Intensive Care Unit: Handling less acute but longer-lasting problems

This is the fifth in a five-part series examining emergency trauma care at Duke and in the community.

Although Duke Hospital's Intensive Care Unit and Intermediate Care Areas both serve trauma patients, they play separate roles in a patient's recovery process.

The experience of Brent Artrip-a Wake Forest resident and recent patient at the hospital-highlights the distinctions between the two facilities. Driving on Interstate-40 on the night of March 17, Artrip was hit by a van and ejected 60 feet from his truck. Artrip was admitted to the surgical ICU for severe head injuries and other complications, and eventually moved to the Intermediate Care Area.

The ICU is divided into seven general areas of specialization-surgical, cardiac, pediatric, neurosurgic, coronary, medical and neonatal. It is more intensive than the Intermediate Care Area, according to doctors and nurses.

"Our care is more acute," said clinical nurse Michelle May, who works in the surgical ICU.

"You need that nurse to be one-on-one to save a life," she said. Because injuries that necessitate a patient's stay in the ICU are severe, the hospital staff attempts to maintain one nurse per patient, although sometimes they can only provide one per two patients.

They attend to a wide variety of injuries. Recently in the surgical ICU, one patient had a broken neck and several other broken bones, while others had injuries that resulted in bad bleeding, growth of resistant bacteria and a dangerously high level of fluid in the brain.

All patients in the L-Shaped surgical ICU last week were either unconscious or unable to verbally communicate.

Nurses and doctors use complex equipment such as carbon dioxide monitors and breathing machines. Another treatment device, a collar, helps keep one patient's neck in alignment. "When the patient is not able to tell us when he has pain or not, we have to assume the ligaments could be injured," said Hutch Allen, a nurse practitioner.

Having entered the surgical ICU on March 31, Artrip was moved back to the area because of a blood clot in his lungs. He returned to the Intermediate Care Area-also known as the step-down unit-on April 13.

Such moves are unusual. "Rarely, but one or two percent of the time," said Dr. Steven Vaslef, assistant professor of general surgery, "we'll move a patient to the step-down unit and we'll have to move him back to the ICU."

The Intermediate Care Area, which has a triangular set-up comprised of a central monitoring station and 12 beds, uses much of the same types of equipment.

However, Dr. Greg Green, a resident in the trauma unit, said, "It's much less intense, and it's a broader scope. Instead of dealing with smaller issues that might kill a patient in an hour, in 10 minutes, you are dealing with issues that are going to affect how a patient feels in a couple of days and how a patient recovers," he said.

Since a patient's condition is considerably better in the Intermediate Care Area, there are fewer nurses per patient-about three or four.

The higher ratio may be a big change for families that were used to more personalized attention in the ICU.

"You really need your family or close friends to be with you all the time... because the nurses are very busy working with patients," said Artrip's wife Amy. "I think it was a surprise."

Dana Jeffries, a nurse who works in the step-down unit, emphasized the importance of daily activities, including bathing, eating, walking and medication intake. Speech pathologists are also on-hand in the step-down unit-medical staff members who are not found in the ICU.

**ASSIGNMENT 1:** Repeat the part of the intensive care article starting at "The experience of" and ending at "Intermediate Care Area.".
**ASSIGNMENT 2:** Translate this sentence from the intensive care article into Spanish: "All patients in the L-Shaped surgical ICU last week were either unconscious or unable to verbally communicate."
The data that follow were taken from a different source.

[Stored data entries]
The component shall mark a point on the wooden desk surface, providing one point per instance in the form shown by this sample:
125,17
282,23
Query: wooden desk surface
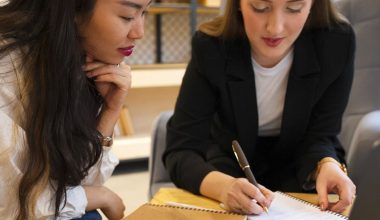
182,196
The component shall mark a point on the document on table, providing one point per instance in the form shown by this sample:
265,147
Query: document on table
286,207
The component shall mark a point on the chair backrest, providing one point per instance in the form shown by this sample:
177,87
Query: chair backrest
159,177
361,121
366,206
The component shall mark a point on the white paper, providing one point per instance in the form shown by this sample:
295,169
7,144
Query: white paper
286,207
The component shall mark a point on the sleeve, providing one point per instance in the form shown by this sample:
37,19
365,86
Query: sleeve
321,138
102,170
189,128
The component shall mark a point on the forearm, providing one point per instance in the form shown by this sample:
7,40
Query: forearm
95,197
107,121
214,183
--
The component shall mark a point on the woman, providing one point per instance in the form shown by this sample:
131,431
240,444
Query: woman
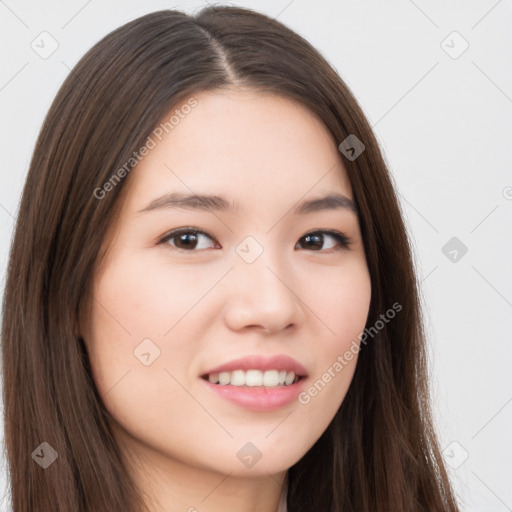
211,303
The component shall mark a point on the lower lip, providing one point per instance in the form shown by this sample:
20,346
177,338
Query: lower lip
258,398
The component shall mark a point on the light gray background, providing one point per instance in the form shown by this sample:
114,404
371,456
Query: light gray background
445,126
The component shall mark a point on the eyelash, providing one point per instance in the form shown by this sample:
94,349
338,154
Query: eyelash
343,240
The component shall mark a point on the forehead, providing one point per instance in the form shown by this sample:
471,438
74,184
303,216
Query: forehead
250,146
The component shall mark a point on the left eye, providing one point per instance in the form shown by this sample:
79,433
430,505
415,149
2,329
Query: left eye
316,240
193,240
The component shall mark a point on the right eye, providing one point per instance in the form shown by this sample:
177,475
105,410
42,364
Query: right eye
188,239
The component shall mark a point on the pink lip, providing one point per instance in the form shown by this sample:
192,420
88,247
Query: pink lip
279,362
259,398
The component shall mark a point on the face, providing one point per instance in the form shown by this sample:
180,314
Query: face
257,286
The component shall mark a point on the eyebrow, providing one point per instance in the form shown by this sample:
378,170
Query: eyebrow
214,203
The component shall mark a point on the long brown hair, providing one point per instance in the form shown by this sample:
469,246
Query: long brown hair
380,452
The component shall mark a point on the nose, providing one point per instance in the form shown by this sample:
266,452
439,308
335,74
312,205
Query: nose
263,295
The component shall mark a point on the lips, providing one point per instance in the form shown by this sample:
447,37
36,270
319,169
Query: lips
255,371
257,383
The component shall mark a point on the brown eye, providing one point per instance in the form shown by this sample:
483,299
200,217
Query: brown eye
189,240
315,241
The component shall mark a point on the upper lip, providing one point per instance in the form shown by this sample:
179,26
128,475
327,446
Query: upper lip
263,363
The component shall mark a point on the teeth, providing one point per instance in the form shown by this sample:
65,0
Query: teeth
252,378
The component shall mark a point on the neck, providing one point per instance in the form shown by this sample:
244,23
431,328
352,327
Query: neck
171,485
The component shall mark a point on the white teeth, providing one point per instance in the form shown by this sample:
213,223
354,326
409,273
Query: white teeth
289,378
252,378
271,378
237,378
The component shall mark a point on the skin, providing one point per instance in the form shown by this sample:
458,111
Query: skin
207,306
* * *
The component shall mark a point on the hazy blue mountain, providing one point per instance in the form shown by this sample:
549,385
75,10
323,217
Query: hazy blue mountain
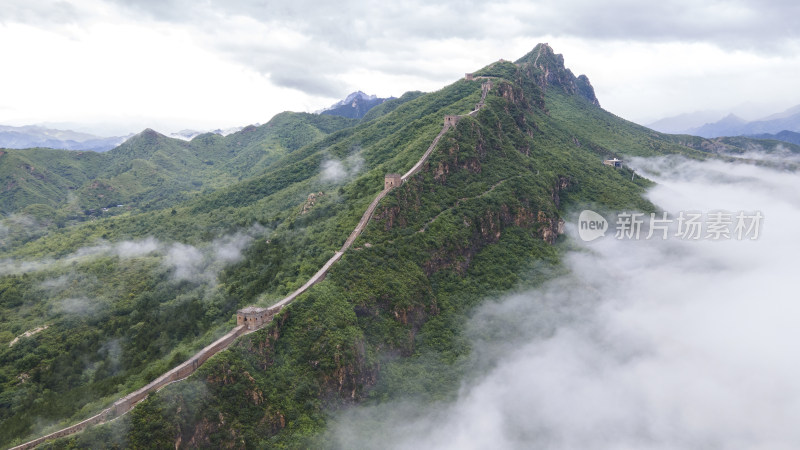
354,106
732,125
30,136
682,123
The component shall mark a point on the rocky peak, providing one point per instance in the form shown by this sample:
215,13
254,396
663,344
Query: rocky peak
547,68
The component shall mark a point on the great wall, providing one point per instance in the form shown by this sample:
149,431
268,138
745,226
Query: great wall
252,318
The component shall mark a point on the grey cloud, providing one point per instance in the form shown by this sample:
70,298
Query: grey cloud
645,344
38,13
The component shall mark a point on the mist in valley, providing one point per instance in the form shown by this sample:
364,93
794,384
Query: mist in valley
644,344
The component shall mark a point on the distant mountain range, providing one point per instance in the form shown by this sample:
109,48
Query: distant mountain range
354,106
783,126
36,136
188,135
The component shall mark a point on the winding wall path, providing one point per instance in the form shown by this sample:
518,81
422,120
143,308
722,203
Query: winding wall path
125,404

**TASK ANSWER 1:**
The experience of Brent Artrip-a Wake Forest resident and recent patient at the hospital-highlights the distinctions between the two facilities. Driving on Interstate-40 on the night of March 17, Artrip was hit by a van and ejected 60 feet from his truck. Artrip was admitted to the surgical ICU for severe head injuries and other complications, and eventually moved to the Intermediate Care Area.

**TASK ANSWER 2:** Todos los pacientes de la UCI quirúrgica en forma de L la semana pasada estaban inconscientes o no podían comunicarse verbalmente.